* **Task instructions**
Rewrite the records from the line with "Each instance of the navy" through the end, swapping "cushion" for "pillow" and leaving everything else the same.

* **Provided records**
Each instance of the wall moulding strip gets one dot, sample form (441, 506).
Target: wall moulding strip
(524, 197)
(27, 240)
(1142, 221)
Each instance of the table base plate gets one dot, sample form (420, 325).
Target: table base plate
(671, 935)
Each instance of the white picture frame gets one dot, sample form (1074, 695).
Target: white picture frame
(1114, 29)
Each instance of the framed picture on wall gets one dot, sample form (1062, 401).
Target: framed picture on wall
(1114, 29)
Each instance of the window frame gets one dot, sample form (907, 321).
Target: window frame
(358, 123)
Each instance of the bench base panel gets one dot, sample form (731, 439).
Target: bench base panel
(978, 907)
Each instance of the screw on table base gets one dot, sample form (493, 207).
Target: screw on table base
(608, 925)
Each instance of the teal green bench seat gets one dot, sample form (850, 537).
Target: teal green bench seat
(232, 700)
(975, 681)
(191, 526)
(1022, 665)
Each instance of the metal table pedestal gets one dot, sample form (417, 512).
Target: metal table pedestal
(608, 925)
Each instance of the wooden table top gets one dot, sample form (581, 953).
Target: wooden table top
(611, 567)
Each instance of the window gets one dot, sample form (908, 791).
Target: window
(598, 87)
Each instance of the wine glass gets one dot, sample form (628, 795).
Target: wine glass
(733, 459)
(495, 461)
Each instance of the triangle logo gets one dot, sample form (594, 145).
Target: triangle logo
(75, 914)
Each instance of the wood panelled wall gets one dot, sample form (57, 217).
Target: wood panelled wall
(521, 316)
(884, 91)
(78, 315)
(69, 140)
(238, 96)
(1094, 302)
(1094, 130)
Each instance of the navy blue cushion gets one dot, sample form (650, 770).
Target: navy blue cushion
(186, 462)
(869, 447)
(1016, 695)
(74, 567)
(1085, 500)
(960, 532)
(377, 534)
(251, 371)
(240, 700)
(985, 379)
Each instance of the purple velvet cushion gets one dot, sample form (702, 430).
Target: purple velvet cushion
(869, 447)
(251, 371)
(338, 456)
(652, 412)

* **Solution**
Each instance of the navy blue pillow gets one dot, sample form (650, 770).
Target: navy blue pillow
(186, 462)
(869, 447)
(1016, 695)
(74, 567)
(1085, 500)
(960, 532)
(377, 534)
(251, 371)
(240, 700)
(985, 379)
Each instance of the purple velvet pillow gets one dot, sample form (702, 430).
Target: purple velvet pillow
(869, 447)
(251, 371)
(338, 456)
(652, 412)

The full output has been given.